[MATERIALS PROVIDED]

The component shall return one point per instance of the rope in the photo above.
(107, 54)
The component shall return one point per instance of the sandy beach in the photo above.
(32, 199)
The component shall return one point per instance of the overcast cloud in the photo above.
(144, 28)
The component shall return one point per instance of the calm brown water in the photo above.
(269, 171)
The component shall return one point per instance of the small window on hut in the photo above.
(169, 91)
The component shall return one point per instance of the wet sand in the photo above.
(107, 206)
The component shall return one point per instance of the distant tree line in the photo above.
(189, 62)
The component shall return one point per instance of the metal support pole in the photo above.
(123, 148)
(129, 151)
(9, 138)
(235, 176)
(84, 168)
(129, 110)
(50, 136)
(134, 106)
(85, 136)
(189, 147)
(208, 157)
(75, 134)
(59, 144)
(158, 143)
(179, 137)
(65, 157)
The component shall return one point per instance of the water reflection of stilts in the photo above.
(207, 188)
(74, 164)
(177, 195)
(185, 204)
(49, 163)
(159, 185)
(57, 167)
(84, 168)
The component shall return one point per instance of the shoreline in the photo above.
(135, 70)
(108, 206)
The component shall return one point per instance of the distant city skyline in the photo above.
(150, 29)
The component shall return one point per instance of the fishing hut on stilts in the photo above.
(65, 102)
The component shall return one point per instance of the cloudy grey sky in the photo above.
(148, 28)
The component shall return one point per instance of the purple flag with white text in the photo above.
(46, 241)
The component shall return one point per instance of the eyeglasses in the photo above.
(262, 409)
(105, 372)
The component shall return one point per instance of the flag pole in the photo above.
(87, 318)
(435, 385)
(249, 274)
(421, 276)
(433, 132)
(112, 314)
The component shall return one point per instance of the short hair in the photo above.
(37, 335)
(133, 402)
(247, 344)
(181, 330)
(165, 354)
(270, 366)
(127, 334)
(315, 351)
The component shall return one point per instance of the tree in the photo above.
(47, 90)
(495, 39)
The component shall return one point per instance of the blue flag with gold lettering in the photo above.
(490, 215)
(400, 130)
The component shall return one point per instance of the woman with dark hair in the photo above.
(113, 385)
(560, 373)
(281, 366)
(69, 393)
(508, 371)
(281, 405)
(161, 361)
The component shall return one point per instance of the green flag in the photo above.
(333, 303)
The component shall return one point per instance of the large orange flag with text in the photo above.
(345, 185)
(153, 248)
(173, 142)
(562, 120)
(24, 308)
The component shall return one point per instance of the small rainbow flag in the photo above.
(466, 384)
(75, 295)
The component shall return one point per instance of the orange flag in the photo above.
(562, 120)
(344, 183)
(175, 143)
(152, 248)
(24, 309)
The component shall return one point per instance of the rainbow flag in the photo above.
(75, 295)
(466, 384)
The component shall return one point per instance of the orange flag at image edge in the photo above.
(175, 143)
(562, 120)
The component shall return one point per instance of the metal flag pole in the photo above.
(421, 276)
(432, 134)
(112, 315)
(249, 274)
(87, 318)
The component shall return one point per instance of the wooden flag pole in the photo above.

[/MATERIALS PROVIDED]

— REQUIRED ACTION —
The records above should be repeated exactly. Print them all.

— SOLVED EXERCISE —
The component shall return one point per instance of the rope in the photo above.
(107, 54)
The component shall return one point per instance of the sandy beach in the photo above.
(32, 199)
The component shall return one point per instance of the overcast cloud in the photo above.
(144, 28)
The component shall return one point per instance of the calm brown water in the photo above.
(269, 171)
The component shall return one point per instance of the small window on hut in the photo above.
(169, 91)
The component shall return one point per instance of the wet sand in the photo above.
(107, 206)
The component shall return one point per instance of the distant tree line in the photo above.
(189, 62)
The component shall return one point per instance of the metal support pole in the photo above.
(123, 148)
(129, 151)
(9, 138)
(235, 176)
(84, 168)
(129, 110)
(50, 136)
(134, 106)
(85, 136)
(189, 147)
(208, 157)
(75, 134)
(59, 144)
(158, 143)
(179, 137)
(65, 157)
The component shall return one point per instance of the water reflection of stilts in the photo above.
(207, 188)
(74, 164)
(177, 195)
(185, 204)
(49, 163)
(159, 185)
(57, 167)
(84, 168)
The component shall return one point per instance of the shoreline in the photo above.
(135, 70)
(108, 206)
The component shall return one point per instance of the distant city skyline in the photo above.
(150, 29)
The component shall return one point per instance of the fishing hut on stilts in the photo above.
(65, 102)
The component shall return one point per instance of the cloudy grey sky in the photo above.
(148, 28)
The component shall return one point per instance of the purple flag with white text in the photo above.
(46, 241)
The component shall return one point per instance of the eyeglasses in the photo above.
(262, 409)
(105, 372)
The component shall return one point per instance of the flag pole in the photo above.
(87, 318)
(435, 385)
(249, 274)
(421, 276)
(433, 132)
(112, 314)
The component shall return one point per instance of the short hair in the photo above.
(37, 335)
(133, 402)
(247, 344)
(181, 330)
(165, 354)
(270, 366)
(127, 334)
(315, 351)
The component shall return one point per instance of the tree in the photo above.
(47, 90)
(495, 39)
The component shall return one point per instance of the blue flag with gold lettering in the photo above.
(490, 215)
(400, 130)
The component shall return one point per instance of the woman with dark hair in the photo above.
(113, 385)
(560, 373)
(281, 366)
(69, 393)
(508, 371)
(281, 405)
(161, 361)
The component shall return one point per instance of the green flag in the photo above.
(333, 303)
The component shall return one point per instance of the large orange flag with text in the photo above.
(345, 185)
(153, 248)
(173, 142)
(562, 120)
(24, 308)
The component shall return one point per instance of the small rainbow flag in the photo above.
(466, 384)
(75, 295)
The component shall return one point per instance of the orange flag in the photo above.
(562, 120)
(344, 183)
(175, 143)
(152, 248)
(24, 309)
The component shall return one point per instance of the rainbow flag in the photo above.
(75, 295)
(466, 384)
The component shall return one point per instance of the orange flag at image edge in the photo above.
(175, 143)
(562, 120)
The component shall return one point per instance of the metal flag pole in the photo above.
(421, 276)
(432, 134)
(112, 315)
(249, 274)
(87, 318)
The component shall return one point per instance of the wooden flag pole in the photo above.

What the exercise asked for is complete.